What is required:
Return each line below that contains the string "grass", copied in full. Matching is case-sensitive.

- - - - -

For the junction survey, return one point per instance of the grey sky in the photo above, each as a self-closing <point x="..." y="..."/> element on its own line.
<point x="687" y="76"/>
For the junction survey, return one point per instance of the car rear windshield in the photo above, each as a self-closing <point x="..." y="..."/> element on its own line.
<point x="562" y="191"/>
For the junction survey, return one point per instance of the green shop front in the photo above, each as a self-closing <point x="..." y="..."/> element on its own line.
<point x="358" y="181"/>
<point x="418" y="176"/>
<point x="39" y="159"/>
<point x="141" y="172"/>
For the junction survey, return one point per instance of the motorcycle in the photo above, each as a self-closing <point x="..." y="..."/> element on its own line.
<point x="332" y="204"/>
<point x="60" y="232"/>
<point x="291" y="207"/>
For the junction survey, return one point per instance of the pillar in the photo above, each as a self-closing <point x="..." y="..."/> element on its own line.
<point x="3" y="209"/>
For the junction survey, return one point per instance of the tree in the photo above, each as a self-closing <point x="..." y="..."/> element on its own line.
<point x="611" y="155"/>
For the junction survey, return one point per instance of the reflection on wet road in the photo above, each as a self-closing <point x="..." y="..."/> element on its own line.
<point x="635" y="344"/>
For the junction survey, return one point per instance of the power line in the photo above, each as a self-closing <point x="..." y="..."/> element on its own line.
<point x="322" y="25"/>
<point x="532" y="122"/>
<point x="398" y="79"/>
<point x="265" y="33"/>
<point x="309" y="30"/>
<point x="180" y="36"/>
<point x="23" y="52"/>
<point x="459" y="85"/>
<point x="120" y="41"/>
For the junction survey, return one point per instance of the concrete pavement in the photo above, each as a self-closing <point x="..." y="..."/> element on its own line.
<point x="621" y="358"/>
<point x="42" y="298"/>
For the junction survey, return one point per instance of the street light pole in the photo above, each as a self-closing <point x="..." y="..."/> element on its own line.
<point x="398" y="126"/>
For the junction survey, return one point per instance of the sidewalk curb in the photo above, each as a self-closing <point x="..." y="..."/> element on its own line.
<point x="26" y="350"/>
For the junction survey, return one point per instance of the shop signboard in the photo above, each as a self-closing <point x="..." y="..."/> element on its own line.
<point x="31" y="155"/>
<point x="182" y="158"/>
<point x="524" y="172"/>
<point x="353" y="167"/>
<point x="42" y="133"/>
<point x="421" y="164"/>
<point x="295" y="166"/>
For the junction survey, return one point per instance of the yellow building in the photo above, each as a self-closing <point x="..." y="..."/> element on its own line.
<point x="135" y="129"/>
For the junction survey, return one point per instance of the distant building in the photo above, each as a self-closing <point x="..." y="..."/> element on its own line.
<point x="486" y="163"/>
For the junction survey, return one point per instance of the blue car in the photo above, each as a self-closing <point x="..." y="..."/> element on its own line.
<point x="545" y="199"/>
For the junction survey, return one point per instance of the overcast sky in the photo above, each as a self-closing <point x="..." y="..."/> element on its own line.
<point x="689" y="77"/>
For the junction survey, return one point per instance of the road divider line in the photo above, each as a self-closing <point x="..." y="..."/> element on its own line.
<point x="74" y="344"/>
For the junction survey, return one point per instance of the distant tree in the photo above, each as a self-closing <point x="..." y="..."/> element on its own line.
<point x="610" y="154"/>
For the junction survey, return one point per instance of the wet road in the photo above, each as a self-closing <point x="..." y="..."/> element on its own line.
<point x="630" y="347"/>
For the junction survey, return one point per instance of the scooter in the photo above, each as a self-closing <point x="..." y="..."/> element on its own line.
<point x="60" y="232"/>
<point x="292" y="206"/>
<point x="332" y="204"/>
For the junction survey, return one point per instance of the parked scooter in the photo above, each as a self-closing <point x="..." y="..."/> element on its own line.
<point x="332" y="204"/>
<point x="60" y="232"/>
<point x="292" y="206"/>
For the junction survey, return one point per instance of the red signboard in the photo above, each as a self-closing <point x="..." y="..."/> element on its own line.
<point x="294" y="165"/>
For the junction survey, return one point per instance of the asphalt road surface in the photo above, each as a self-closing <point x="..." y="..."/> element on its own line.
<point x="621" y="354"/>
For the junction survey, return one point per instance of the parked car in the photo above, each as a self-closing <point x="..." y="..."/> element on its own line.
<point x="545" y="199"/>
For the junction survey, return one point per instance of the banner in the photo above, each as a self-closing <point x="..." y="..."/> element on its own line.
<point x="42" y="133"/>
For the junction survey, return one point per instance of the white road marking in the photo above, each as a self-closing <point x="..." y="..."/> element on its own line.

- - - - -

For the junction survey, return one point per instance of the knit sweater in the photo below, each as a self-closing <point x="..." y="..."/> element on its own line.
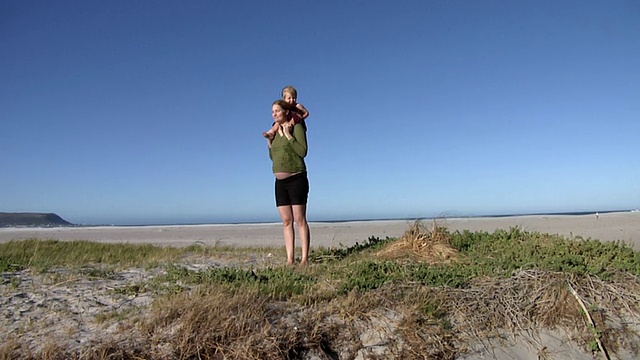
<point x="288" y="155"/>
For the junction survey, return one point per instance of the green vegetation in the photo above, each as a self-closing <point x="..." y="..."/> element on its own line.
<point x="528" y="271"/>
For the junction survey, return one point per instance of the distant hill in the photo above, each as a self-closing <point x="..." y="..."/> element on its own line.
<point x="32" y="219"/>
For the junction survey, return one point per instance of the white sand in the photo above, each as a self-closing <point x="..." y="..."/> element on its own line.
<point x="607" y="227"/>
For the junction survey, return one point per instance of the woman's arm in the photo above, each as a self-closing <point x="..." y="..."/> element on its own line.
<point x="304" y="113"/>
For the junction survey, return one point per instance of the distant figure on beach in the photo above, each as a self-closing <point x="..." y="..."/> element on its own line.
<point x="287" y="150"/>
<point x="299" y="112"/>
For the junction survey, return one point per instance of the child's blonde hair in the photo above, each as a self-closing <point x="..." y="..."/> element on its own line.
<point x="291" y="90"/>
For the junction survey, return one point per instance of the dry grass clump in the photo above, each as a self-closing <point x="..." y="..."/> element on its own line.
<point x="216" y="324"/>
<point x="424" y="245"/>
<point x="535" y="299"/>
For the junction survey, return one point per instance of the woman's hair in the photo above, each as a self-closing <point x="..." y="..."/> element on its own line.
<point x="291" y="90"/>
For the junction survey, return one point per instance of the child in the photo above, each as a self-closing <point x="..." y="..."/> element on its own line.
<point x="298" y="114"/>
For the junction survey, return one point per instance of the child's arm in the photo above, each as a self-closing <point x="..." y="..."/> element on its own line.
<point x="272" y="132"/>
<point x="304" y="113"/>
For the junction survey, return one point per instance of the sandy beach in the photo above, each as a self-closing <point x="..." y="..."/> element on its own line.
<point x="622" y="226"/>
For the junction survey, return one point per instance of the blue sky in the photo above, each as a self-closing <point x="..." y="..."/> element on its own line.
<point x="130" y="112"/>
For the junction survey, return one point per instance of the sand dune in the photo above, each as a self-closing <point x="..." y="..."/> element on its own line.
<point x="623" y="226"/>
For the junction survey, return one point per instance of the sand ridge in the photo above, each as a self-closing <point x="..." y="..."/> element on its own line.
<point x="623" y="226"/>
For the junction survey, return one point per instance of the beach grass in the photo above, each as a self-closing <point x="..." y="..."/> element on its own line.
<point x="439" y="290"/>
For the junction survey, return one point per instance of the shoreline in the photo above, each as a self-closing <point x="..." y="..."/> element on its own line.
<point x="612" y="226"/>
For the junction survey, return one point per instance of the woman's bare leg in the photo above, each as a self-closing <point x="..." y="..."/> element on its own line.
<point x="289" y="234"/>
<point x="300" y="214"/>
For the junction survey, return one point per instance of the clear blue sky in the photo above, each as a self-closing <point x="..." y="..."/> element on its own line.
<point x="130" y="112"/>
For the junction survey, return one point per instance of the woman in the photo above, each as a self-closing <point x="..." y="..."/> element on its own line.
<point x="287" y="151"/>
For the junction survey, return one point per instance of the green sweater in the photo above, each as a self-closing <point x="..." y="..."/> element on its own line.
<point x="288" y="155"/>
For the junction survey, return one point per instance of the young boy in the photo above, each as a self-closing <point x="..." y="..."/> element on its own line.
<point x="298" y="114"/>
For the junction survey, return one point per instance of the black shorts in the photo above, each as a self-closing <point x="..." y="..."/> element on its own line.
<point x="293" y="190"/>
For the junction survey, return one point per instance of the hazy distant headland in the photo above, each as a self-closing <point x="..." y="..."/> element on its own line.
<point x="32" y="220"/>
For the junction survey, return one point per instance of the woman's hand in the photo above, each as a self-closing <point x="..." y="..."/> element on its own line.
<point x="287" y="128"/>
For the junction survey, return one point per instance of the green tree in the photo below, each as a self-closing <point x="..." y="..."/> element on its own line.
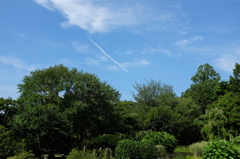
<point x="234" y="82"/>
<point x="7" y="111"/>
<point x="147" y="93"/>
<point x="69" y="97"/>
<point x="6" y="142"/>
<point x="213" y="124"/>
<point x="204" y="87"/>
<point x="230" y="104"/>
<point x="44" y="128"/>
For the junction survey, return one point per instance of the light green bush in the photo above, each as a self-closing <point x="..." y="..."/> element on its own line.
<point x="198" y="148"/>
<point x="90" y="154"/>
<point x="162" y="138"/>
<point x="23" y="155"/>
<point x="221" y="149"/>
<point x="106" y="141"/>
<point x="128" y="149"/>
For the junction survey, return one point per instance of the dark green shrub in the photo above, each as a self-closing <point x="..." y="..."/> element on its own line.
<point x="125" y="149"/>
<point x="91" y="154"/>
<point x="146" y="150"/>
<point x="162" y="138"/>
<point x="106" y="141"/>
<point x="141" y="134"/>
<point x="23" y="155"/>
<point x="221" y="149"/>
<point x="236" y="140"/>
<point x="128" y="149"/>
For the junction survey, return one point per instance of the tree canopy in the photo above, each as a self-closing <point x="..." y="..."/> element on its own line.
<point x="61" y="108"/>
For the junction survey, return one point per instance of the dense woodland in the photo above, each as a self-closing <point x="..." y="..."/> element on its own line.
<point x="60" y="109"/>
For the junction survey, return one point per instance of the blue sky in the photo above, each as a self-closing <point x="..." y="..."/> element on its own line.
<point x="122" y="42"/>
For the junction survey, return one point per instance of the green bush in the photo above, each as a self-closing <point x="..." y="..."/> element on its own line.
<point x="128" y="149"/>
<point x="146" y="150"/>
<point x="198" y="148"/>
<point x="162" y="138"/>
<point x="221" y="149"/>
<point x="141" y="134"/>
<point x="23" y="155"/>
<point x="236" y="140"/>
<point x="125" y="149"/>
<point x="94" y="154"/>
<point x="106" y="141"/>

- - - - -

Solution for this problem:
For the junction survey, return one point per instance of the dry grass clump in the photo above, each as a self-closing <point x="..." y="..."/> element on its own line.
For the junction survey, return one point per instance of the beach grass in the photo above, each as a self-closing <point x="..." y="..."/> element on its own line.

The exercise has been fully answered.